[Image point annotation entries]
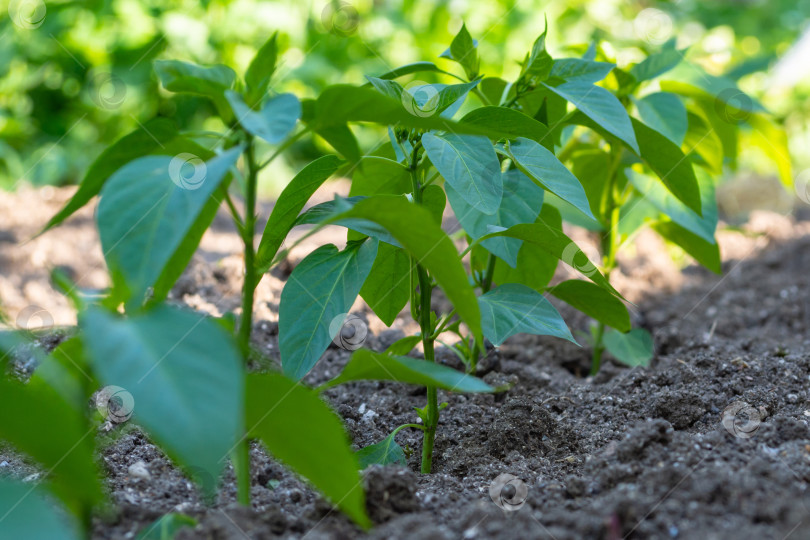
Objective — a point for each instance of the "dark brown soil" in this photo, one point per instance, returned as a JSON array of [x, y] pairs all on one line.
[[631, 453]]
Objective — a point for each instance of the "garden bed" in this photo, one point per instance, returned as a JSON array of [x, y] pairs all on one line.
[[638, 453]]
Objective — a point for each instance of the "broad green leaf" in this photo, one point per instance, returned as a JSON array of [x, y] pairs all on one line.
[[211, 82], [463, 51], [302, 432], [655, 192], [535, 266], [595, 302], [522, 201], [184, 374], [388, 287], [321, 289], [289, 204], [166, 527], [665, 113], [600, 106], [367, 365], [157, 136], [385, 452], [706, 253], [514, 309], [556, 243], [578, 69], [378, 175], [702, 144], [544, 168], [428, 244], [509, 121], [470, 166], [634, 348], [261, 69], [148, 207], [41, 424], [274, 122], [657, 64], [27, 512]]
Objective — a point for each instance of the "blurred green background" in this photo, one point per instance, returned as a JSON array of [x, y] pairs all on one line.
[[74, 76]]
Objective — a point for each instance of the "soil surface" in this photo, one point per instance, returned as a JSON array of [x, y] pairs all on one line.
[[631, 453]]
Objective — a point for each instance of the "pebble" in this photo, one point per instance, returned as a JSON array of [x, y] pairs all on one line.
[[139, 470]]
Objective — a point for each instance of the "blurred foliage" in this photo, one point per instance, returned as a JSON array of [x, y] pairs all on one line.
[[75, 76]]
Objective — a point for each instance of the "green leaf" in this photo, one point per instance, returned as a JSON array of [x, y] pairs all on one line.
[[166, 527], [522, 201], [657, 64], [49, 429], [600, 106], [210, 82], [157, 136], [365, 365], [706, 253], [147, 209], [470, 166], [261, 69], [429, 245], [665, 113], [544, 168], [463, 51], [322, 288], [289, 204], [577, 69], [634, 348], [28, 512], [556, 243], [387, 288], [504, 120], [277, 409], [385, 452], [654, 192], [595, 302], [535, 266], [185, 377], [274, 122], [513, 309]]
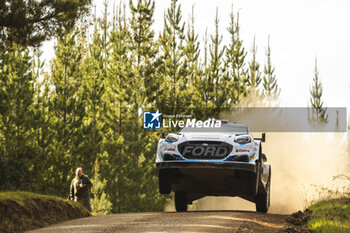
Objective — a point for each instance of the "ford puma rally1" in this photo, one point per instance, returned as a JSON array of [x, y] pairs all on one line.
[[214, 161]]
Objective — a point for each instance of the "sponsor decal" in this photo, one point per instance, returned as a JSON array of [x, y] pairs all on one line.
[[205, 151], [151, 120], [242, 150], [210, 123], [170, 149]]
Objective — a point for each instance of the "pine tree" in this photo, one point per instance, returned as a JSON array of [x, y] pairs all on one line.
[[270, 85], [254, 76], [67, 109], [100, 203], [318, 111], [235, 61], [215, 67], [172, 48], [28, 23], [18, 151], [191, 65], [118, 92], [95, 72], [205, 85]]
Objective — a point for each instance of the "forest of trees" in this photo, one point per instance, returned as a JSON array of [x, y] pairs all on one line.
[[86, 111]]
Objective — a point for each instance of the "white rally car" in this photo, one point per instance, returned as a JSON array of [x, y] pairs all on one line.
[[214, 161]]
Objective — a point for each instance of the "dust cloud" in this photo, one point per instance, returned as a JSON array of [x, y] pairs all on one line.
[[301, 162]]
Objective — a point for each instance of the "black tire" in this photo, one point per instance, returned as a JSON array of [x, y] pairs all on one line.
[[164, 181], [262, 200], [180, 202]]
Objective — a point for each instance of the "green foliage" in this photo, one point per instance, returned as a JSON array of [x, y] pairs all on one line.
[[18, 156], [318, 111], [235, 61], [254, 76], [28, 23], [100, 203], [330, 216], [271, 89], [87, 110]]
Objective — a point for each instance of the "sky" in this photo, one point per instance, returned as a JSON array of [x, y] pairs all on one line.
[[299, 30]]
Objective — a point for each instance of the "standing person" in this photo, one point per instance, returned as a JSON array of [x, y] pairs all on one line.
[[80, 189]]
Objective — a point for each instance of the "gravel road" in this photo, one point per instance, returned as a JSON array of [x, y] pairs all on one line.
[[196, 221]]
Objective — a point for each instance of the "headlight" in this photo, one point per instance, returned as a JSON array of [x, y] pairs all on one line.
[[172, 137], [243, 139]]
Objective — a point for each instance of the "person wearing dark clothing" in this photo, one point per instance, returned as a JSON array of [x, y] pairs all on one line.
[[80, 189]]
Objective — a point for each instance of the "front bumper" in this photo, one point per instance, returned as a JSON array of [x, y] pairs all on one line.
[[215, 165]]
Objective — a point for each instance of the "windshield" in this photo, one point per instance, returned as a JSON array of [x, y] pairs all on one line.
[[225, 128]]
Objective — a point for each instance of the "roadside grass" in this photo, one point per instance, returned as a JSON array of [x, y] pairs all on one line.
[[22, 211], [330, 216]]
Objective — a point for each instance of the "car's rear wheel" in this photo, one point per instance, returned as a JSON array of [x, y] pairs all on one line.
[[164, 181], [181, 202], [262, 200]]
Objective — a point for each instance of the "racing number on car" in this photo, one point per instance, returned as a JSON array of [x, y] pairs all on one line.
[[210, 151]]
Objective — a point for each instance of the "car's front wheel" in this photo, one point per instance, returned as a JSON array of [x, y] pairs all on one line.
[[180, 201], [164, 181]]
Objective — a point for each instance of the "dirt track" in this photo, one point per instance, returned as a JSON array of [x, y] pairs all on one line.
[[199, 221]]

• [Instruction] Take the listing above and print it exactly, apart from the pictures.

• [Response for this exercise]
Objective — a point for each instance of the "dark brown soil" in this photo, one point per instance, returned as a JSON array of [x, y] pairs all on one line.
[[631, 453]]
Objective — a point for each instance of the "garden bed" in this photo, one point per instance, returned as a JSON array of [x, y] pairs all on one line.
[[638, 453]]
Objective — a point for each instance of the "broad green leaf" in this photo, one point per instance, returned as a JSON array of [x, y] pairs all on one line.
[[211, 82], [463, 51], [302, 432], [655, 192], [535, 266], [595, 302], [522, 201], [184, 374], [388, 287], [321, 289], [289, 204], [166, 527], [665, 113], [600, 106], [367, 365], [157, 136], [385, 452], [706, 253], [514, 309], [556, 243], [578, 69], [378, 175], [702, 144], [544, 168], [428, 244], [509, 121], [470, 166], [634, 348], [261, 69], [148, 207], [41, 424], [274, 122], [657, 64], [27, 512]]
Objective — a point for each instance of the "blurred green background" in this photo, one point per instance, returned as a JSON array of [x, y] pairs all on one line.
[[74, 76]]
Objective — a point for each instance of the "soil surface" in this photo, one point per instance, returned as a JSON array of [x, y] pairs all on one line.
[[631, 453]]
Objective — a point for each instance of the "pebble" in this photo, one point per instance, returned as a JSON array of [x, y] pairs all on one line.
[[139, 470]]
Objective — a point for each instance of the "blurred foliage" in this photo, one point per instance, returned as a JSON array of [x, y] pairs all on one line.
[[75, 76]]
Objective — a point for each instance of the "green leaf" in this photo, one point per instance, returned as a JSON array of [x, y] pairs all on one line.
[[166, 527], [522, 201], [657, 64], [49, 429], [600, 106], [210, 82], [157, 136], [365, 365], [706, 253], [147, 209], [470, 166], [261, 69], [429, 245], [665, 113], [544, 168], [463, 51], [322, 288], [289, 204], [577, 69], [634, 348], [28, 512], [556, 243], [387, 288], [504, 120], [277, 409], [385, 452], [654, 192], [595, 302], [535, 266], [185, 377], [274, 122], [513, 309]]
Objective — a point for each instance of the "ford puma rally1" in this photo, one point per instance, returned as a JSON array of [x, y] pairs all on one line.
[[214, 161]]
Objective — a point for each instance of the "sponsor decal" in this photo, one point per instance, returned as a JSON array of [x, y] pairs all on one line.
[[205, 151], [151, 120], [242, 150], [210, 123], [170, 149]]
Objective — a point for each instance of the "pine tree" in this photo, one point per instance, returned as a JSON array of [x, y] pairs all on one line.
[[270, 85], [254, 76], [67, 109], [100, 203], [318, 111], [235, 61], [215, 67], [172, 48], [28, 23], [18, 151], [191, 65], [118, 92], [95, 72], [205, 85]]
Objective — a point for each instance of the "forest of trees" in this photo, one point per instance, returned as a JSON array of [x, y] pairs all on one line.
[[86, 111]]
Objective — a point for each instance of the "white rally car" in this photo, one point per instance, returned as a JSON array of [x, y] pairs all on one line.
[[214, 161]]
Objective — a point for each instance of the "dust cloud" in this photo, one point per instance, returned as a JSON array of [x, y] pairs all on one line.
[[301, 162]]
Objective — a point for each instance of the "black tire" in this photo, one point per instance, returned as a JSON array of [x, y] pairs all on one line.
[[164, 181], [262, 200], [180, 202]]
Objective — a point for each instance of the "green foliage" in this photo, one point per instance, returned as a JSON array of [x, y] pairs all on one line.
[[18, 156], [318, 111], [235, 61], [254, 76], [28, 23], [100, 203], [330, 216], [271, 89], [87, 110]]
Objective — a point for each instance of the "sky" in this photo, one point per instance, returned as a JSON array of [x, y] pairs all on one line.
[[299, 30]]
Objective — a point for each instance of the "standing person" in this photo, one point per instance, returned as a JSON array of [x, y] pairs all on one line.
[[80, 189]]
Objective — a point for each instance of the "gravel road" in this photo, one point per instance, returned as a JSON array of [x, y] pairs all on one line.
[[196, 221]]
Objective — a point for each instance of the "headlight" in this photo, one point per instance, returned as a JSON array of [x, y] pairs all on one line.
[[172, 137], [243, 139]]
Objective — a point for each instance of the "person wearing dark clothing" in this photo, one point per instance, returned as a JSON array of [x, y] pairs all on one line.
[[80, 189]]
Objective — a point for each instance of the "front bumper" in this photo, one point per instance, returned as a JSON array of [x, y] pairs all on one line.
[[215, 165]]
Objective — a point for each instance of the "windshield" in this photo, one point per instance, returned as a JSON array of [x, y] pairs all on one line.
[[225, 128]]
Objective — a point for each instance of the "roadside grass" in this photo, one point per instance, returned as a JSON array of [x, y] pairs all on one line.
[[22, 211], [330, 216]]
Objective — a point for each instance of the "car's rear wheel" in this photo, one point per instance, returned as a JSON array of [x, y] pairs all on one line.
[[164, 181], [181, 202], [262, 200]]
Objective — a point for each instance of the "racing number on car" in this photo, one point per instance, returned as a JSON array of [x, y] pairs all on one line.
[[210, 151]]
Objective — a point for each instance of the "car's front wheel" in this photo, one point per instance, returned as a JSON array of [x, y] pairs all on one line.
[[180, 201], [164, 181]]
Objective — a point for each instance of the "dirt track" in this photo, one point per instance, returned as a JSON array of [x, y] pairs all on one line.
[[199, 221]]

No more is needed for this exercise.